Task details ▸ An exact repetition of the data is required; no picture should appear in it.

Information ▸
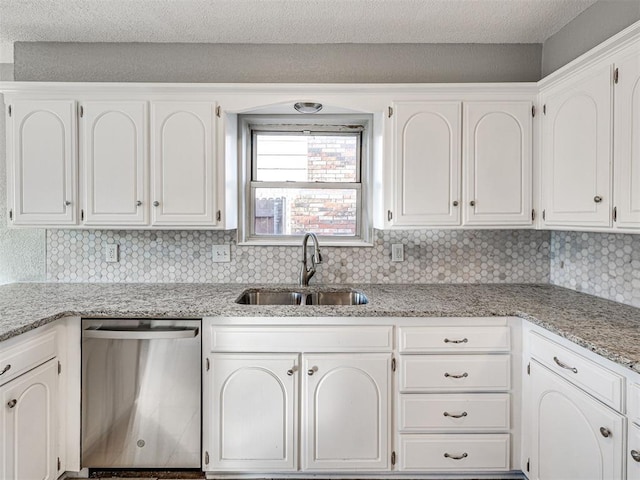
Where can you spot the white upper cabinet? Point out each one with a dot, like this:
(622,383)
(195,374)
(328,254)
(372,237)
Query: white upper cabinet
(576,152)
(41,162)
(492,159)
(497,163)
(626,149)
(182,166)
(114,163)
(427,163)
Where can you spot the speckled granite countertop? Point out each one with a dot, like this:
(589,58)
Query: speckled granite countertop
(607,328)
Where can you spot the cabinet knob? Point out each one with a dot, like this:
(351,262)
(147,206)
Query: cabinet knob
(455,415)
(606,433)
(463,375)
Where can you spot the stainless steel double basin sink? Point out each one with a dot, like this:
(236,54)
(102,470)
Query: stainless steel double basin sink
(301,297)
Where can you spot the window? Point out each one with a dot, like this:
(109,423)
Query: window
(305,174)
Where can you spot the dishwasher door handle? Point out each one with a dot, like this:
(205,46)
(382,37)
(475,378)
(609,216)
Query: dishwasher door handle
(144,333)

Response to this exercise ▸
Where can you spot the white upper cabinet? Point out each one with a dot, like this:
(622,383)
(195,374)
(328,254)
(372,237)
Query: white upper cabinet
(576,152)
(41,162)
(492,159)
(497,163)
(626,149)
(182,166)
(114,163)
(427,163)
Where can you spot the speckled granite countertop? Point out each one with a dot, like this:
(589,58)
Query: speckled granite countertop
(607,328)
Where can you spot the cabinet knob? Point out each one with a dot, like this:
(351,262)
(147,206)
Query: cabinet knob
(455,415)
(606,433)
(463,375)
Where can you spot the stainless steel double basin sink? Point out each one with a dot, like this:
(236,54)
(102,470)
Query: stainless steel double basin sink
(301,297)
Where can you spot the window? Point out each one with a dot, like this:
(109,423)
Query: window
(305,174)
Where can you spot the dishwasher door handle? Point out each one with a dot, like this:
(205,46)
(382,37)
(475,378)
(609,216)
Query: dishwasher door handle
(144,333)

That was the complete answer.